--- begin Selected extract ---
SGI hash_map

Discussion in 'C++' started by Christian Meier, Mar 21, 2005.

  1. Hello,

    Yes, I know that hash maps aren't in the standard. But I couldn't find any
    better newsgroup for this post. (or is there an SGI library newsgroup?)

    I am currently testing the hash_map implementation of SGI. And now I am not
    sure if it is really true, what I discovered....
    Here is my code:


    #include <stdint.h> // for uint64_t
    #include <iostream>
    using namespace std;

    #include <ext/hash_map>
    using namespace __gnu_cxx;


    const int C_BUCKETS = 700;
    const int C_INSERTIONS = 800;

    struct hashFunc {
    size_t operator() (const uint64_t& ujHash) const { return 1; /* return
    static_cast<size_t>(ujHash); */ }
    };

    typedef hash_map<uint64_t, uint64_t, hashFunc> MyHashMap;


    int main()
    {
    MyHashMap myHashMap(C_BUCKETS);

    cout << "bucket_count: " << myHashMap.bucket_count() << endl;
    for (uint64_t uj = 0; uj < C_INSERTIONS; ++uj) {
    myHashMap.insert(make_pair(uj, uj));
    } // for
    cout << "bucket_count: " << myHashMap.bucket_count() << endl;

    } // main()


    As you can see, my hash function always returns 1. So all the values go into
    the same bucket. When I run this program, I get the following output:
    bucket_count: 769
    bucket_count: 1543

    My question is why??? After inserting the 769th element, the number of
    buckets is doubled. I could understand this behaviour if each element went
    into a own bucket and all buckets were used. But I use only one bucket
    because of my hash function. The hash map never has less buckets than number
    of elements.... When I set C_INSERTIONS to (1543 + 1) then the bucket_count
    returns 3079...
    Now, what am I doing wrong?
    Or is this really the meaning of the implementation of the SGI hash_map? If
    so, why is this done like that?

    Thanks for your answers!

    Chris
    Christian Meier, Mar 21, 2005
    #1
    1. Advertising

  2. "Christian Meier" <> wrote in message
    news:d1ltql$kn0$...
    > Yes, I know that hash maps aren't in the standard. But I couldn't find any
    > better newsgroup for this post. (or is there an SGI library newsgroup?)
    >
    > I am currently testing the hash_map implementation of SGI.

    IIRC, hash_map and hash_set (etc) are expected to enter the next C++
    standard
    library as unordered_map and unordered_set.

    [...]
    > As you can see, my hash function always returns 1. So all the values go
    > into
    > the same bucket. When I run this program, I get the following output:
    > bucket_count: 769
    > bucket_count: 1543
    >
    > My question is why???

    Your hash function is obviously malformed, and the container does not
    expect it. With a uniform hash function, increasing the number of buckets
    will uniformly decrease the number of items per bucket.
    Even if all items fall into the same bucket for a given bucket count,
    the algorithm can legitimately expect that increasing the bucket count
    will lead to a somewhat more uniform distribution of elements.
--- end Selected extract ---
--- begin Stored records ---
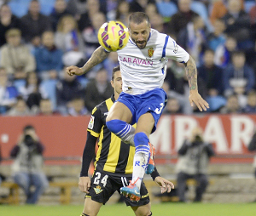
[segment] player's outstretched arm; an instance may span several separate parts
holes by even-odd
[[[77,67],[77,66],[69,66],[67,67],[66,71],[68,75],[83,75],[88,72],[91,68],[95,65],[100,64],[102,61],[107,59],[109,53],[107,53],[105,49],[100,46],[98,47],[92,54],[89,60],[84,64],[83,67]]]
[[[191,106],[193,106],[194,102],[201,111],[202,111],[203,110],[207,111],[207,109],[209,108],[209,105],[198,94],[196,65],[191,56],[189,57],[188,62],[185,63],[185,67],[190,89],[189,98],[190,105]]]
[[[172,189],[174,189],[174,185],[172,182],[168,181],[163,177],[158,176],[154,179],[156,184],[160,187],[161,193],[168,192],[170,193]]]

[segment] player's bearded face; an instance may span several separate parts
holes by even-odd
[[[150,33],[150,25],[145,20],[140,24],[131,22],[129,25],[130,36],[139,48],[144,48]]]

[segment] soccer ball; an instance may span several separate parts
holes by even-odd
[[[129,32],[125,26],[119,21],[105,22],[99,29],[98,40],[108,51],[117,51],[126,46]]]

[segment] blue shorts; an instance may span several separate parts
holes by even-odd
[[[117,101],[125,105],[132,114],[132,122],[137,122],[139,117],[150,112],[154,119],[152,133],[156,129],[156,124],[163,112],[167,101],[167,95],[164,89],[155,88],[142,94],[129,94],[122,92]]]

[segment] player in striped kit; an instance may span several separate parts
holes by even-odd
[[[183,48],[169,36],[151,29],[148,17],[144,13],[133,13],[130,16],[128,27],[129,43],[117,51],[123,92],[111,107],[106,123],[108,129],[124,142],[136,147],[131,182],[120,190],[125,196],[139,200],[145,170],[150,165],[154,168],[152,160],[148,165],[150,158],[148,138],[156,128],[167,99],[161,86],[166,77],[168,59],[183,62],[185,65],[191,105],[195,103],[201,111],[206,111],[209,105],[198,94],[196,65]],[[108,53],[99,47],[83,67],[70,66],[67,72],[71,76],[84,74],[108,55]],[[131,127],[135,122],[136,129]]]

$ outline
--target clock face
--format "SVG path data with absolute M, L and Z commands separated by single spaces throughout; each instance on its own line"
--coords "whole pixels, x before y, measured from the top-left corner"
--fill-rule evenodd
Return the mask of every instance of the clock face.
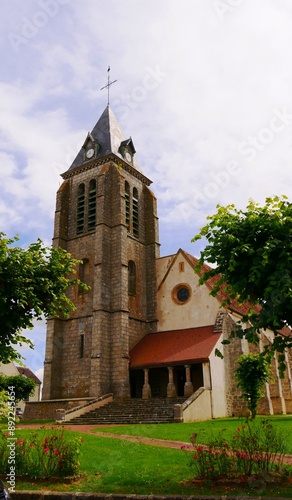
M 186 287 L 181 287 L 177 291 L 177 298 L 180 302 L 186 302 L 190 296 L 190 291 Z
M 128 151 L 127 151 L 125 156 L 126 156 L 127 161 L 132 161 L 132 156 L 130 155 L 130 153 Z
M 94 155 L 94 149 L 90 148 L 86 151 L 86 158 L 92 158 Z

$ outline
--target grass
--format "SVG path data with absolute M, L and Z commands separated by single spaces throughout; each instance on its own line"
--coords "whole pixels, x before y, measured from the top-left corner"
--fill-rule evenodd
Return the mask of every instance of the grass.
--- end Stored records ---
--- begin Stored records ---
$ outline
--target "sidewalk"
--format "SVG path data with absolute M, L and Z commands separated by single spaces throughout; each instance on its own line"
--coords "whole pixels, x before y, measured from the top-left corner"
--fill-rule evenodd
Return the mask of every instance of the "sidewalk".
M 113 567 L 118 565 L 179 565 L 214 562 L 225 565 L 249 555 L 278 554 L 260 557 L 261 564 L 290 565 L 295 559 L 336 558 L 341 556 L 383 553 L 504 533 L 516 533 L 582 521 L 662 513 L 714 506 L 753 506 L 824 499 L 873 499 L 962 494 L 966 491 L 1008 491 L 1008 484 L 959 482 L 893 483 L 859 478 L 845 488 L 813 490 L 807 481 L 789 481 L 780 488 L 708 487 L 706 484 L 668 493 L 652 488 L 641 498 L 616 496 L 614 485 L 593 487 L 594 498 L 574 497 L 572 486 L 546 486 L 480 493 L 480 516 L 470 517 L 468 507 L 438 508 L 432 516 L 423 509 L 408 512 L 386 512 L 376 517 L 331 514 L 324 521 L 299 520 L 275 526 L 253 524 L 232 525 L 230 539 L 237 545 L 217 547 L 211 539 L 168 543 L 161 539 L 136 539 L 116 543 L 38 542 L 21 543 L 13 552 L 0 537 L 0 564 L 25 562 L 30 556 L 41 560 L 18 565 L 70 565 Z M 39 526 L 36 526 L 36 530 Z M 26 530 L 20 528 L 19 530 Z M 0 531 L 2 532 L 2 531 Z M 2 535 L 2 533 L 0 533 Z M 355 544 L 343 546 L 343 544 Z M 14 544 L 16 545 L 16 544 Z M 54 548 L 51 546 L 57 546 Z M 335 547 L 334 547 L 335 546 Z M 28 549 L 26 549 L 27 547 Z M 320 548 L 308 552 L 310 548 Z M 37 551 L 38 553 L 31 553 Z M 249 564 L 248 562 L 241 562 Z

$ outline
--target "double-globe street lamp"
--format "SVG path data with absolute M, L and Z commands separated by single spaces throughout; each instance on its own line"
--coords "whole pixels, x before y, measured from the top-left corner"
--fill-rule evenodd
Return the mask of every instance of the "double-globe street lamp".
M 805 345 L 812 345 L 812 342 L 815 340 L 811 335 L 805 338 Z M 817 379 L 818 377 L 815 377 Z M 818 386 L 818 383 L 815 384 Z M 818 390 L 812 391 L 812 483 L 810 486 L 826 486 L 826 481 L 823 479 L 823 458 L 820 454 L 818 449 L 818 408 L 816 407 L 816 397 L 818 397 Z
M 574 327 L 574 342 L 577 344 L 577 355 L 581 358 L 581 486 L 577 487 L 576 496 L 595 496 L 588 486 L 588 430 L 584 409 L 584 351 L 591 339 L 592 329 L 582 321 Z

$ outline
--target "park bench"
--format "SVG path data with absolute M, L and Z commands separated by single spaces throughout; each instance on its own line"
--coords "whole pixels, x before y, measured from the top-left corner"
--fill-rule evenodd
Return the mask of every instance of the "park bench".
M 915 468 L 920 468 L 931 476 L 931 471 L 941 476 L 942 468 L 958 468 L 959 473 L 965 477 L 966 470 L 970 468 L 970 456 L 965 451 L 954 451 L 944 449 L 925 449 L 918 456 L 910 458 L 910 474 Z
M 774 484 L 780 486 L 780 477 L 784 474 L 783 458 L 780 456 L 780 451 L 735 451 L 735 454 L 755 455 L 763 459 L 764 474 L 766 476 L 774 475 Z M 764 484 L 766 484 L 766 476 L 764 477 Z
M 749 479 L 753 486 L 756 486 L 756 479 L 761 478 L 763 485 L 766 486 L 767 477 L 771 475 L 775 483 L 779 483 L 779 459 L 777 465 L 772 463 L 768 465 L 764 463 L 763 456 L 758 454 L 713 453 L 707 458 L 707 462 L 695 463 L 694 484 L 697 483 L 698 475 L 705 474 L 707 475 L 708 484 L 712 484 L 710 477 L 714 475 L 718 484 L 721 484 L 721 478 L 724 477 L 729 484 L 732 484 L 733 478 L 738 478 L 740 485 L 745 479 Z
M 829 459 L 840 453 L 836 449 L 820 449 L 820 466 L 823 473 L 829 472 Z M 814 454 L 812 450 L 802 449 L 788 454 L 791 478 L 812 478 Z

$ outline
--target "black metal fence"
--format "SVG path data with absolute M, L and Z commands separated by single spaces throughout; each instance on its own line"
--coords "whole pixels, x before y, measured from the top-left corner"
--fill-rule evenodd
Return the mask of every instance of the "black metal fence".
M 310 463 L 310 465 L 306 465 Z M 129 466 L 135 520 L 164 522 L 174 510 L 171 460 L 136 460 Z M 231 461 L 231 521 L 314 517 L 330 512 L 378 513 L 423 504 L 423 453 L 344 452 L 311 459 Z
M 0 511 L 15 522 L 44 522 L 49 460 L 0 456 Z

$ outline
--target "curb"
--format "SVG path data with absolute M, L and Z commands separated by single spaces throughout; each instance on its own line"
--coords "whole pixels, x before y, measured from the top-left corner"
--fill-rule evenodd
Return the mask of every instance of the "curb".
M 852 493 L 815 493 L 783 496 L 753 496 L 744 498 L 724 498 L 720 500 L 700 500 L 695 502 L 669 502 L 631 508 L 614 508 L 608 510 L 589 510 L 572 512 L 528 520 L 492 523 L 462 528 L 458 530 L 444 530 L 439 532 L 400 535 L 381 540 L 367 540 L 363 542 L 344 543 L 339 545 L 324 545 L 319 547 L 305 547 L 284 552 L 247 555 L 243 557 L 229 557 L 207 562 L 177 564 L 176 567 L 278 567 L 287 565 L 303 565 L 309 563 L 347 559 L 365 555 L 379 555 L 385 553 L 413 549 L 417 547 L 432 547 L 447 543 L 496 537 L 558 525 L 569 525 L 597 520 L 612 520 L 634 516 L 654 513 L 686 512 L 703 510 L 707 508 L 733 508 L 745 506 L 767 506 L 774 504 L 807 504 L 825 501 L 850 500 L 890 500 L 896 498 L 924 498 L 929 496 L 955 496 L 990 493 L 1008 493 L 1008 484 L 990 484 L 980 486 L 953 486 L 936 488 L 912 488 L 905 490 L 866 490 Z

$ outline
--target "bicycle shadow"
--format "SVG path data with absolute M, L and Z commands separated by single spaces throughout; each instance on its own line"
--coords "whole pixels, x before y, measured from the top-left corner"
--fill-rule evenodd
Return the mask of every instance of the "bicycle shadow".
--- end Stored records ---
- Directive 1 -
Answer these questions about the SGI hash_map thread:
(a) What value does the hash function in the posted code always return?
(b) What two bucket_count values did the program print?
(c) Under what names does the reply say hash_map and hash_set are expected to enter the next C++ standard library?
- Directive 2 -
Copy the stretch of the SGI hash_map thread from "My question is why??? After" through "for your answers!", keeping every word unchanged.

- Reply 1 -
(a) 1
(b) 769 and 1543
(c) unordered_map and unordered_set

- Reply 2 -
My question is why??? After inserting the 769th element, the number of
    buckets is doubled. I could understand this behaviour if each element went
    into a own bucket and all buckets were used. But I use only one bucket
    because of my hash function. The hash map never has less buckets than number
    of elements.... When I set C_INSERTIONS to (1543 + 1) then the bucket_count
    returns 3079...
    Now, what am I doing wrong?
    Or is this really the meaning of the implementation of the SGI hash_map? If
    so, why is this done like that?

    Thanks for your answers!